WHAT TO DO:
Copy out word for word the part of the Rosario Castellanos article starting with "- Occupations: Poet, novelist, cultural" and going on through "and author (1925–1974)".

··· READING PASSAGE

- Castellanos, c. 1965
- Born: 25 May 1925 Mexico City, Mexico
- Died: 7 August 1974 (aged 49) Tel Aviv, Israel
- Education: National Autonomous University of Mexico (Philosophy and Letters)
- Occupations: Poet, novelist, cultural promoter and diplomat
- Spouse: Ricardo Guerra Tejada
- Writing career
- Language: Spanish
- Notable awards: Xavier Villaurrutia Award (1960)
- Movement: Generation of '50

= Rosario Castellanos =

Mexican poet and author (1925–1974)

Rosario Castellanos Figueroa (/es/; 25 May 1925 – 7 August 1974) was a Mexican poet and author. She wrote both fiction, often set in her home state of Chiapas, and nonfiction addressing issues of cultural and gender oppression. Her writing influenced Mexican feminist theory and cultural studies. Castellanos was appointed ambassador to Israel in 1971. She died by electrocution in Tel Aviv while reaching for a lamp.

== Career ==
Born in Mexico City, Castellanos was raised in Comitán near her family's ranch in the southern state of Chiapas. She was an introverted young girl, who took notice of the plight of the indigenous Maya who worked for her family. According to her own account, she felt estranged from her family after a soothsayer predicted that one of her mother's two children would die shortly, and her mother screamed out, "Not the boy!"

The family's fortunes changed suddenly when President Lázaro Cárdenas enacted a land reform and peasant emancipation policy that stripped the family of much of its land holdings. At fifteen, Castellanos and her parents moved to Mexico City. In 1948 both of her parents died in an accident, leaving her orphaned at 23 years of age.

······
··· SUPPLIED RECORDS

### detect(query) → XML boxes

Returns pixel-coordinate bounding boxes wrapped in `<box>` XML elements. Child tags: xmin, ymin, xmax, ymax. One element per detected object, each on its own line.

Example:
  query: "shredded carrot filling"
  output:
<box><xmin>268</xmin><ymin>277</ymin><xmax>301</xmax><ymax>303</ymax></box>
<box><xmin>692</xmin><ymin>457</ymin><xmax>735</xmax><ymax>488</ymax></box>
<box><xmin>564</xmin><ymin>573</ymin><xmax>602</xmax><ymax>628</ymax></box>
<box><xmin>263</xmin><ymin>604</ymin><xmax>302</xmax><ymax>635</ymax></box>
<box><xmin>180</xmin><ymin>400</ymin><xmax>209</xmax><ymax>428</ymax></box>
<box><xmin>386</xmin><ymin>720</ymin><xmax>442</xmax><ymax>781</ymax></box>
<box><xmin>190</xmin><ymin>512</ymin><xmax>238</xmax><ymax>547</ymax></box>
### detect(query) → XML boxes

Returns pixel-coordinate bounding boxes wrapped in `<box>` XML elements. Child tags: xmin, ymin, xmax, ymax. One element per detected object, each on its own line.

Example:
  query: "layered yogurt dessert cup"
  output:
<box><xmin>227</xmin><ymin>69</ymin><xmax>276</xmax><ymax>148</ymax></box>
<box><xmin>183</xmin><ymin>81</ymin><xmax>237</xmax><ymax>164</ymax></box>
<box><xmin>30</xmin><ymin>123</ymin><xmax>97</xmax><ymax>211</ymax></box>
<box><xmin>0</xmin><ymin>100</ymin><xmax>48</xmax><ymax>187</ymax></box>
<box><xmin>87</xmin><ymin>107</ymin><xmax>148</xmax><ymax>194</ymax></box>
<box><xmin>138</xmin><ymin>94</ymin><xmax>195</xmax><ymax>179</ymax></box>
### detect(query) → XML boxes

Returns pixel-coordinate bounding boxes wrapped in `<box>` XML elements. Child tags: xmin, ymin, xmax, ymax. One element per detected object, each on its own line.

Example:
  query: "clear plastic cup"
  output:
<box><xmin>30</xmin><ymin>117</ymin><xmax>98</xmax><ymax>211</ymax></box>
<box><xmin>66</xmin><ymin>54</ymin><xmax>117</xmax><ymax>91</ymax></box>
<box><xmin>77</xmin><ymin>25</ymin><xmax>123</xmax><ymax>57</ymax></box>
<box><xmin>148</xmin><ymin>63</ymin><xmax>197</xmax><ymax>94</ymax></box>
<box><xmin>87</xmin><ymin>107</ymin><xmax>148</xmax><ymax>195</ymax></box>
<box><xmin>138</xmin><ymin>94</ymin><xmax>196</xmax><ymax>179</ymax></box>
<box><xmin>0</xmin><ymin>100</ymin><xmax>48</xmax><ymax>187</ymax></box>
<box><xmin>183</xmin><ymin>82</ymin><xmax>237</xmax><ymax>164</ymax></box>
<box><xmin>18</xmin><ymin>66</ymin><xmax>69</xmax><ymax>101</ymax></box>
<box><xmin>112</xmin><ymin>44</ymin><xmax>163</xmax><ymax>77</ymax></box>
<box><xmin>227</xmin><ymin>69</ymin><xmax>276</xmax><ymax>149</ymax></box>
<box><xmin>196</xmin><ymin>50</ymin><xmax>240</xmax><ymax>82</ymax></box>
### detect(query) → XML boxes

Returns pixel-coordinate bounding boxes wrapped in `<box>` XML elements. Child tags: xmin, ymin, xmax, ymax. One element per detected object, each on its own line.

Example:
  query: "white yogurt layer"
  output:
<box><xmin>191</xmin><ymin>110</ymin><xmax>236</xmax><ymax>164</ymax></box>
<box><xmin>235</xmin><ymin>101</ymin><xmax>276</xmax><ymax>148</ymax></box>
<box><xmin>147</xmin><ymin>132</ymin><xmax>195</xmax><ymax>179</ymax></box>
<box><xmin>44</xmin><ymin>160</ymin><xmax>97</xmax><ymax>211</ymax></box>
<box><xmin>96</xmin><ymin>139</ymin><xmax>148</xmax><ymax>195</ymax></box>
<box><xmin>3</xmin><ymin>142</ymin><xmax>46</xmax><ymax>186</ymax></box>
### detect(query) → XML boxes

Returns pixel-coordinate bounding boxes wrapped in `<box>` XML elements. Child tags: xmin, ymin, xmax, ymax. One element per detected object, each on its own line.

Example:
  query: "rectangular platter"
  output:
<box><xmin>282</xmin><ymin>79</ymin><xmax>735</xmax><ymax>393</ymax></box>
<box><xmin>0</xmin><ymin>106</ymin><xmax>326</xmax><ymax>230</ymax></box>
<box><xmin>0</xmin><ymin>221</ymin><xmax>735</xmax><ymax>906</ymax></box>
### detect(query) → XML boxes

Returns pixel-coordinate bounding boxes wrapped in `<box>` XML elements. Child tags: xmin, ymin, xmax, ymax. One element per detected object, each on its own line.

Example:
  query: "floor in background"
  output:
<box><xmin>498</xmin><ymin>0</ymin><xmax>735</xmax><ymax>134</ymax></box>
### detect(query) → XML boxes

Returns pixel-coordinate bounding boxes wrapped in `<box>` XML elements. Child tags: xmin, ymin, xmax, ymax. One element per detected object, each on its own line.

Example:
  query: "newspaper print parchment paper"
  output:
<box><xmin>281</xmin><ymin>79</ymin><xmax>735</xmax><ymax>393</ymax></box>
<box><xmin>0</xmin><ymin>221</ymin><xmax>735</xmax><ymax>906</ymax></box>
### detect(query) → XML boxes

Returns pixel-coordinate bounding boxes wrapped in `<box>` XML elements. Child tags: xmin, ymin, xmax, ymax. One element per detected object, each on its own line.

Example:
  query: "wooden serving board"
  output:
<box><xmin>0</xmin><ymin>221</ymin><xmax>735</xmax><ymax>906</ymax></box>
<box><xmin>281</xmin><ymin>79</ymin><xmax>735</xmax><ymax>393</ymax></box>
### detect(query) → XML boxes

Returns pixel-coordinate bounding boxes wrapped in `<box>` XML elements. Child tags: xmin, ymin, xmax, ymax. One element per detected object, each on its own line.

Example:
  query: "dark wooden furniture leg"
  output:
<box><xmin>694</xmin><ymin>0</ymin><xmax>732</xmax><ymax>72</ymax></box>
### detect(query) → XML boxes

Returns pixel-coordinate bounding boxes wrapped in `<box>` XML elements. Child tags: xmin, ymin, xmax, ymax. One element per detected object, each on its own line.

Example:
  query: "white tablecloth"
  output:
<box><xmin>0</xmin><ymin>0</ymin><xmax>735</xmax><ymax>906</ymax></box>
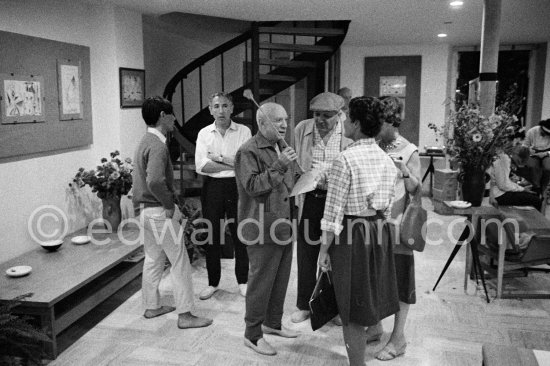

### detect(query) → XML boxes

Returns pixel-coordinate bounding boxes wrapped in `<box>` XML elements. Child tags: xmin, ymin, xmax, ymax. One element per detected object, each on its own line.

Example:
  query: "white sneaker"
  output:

······

FULL RESPONSE:
- Occupations: Poet, novelist, cultural promoter and diplomat
- Spouse: Ricardo Guerra Tejada
- Writing career
- Language: Spanish
- Notable awards: Xavier Villaurrutia Award (1960)
- Movement: Generation of '50

= Rosario Castellanos =

Mexican poet and author (1925–1974)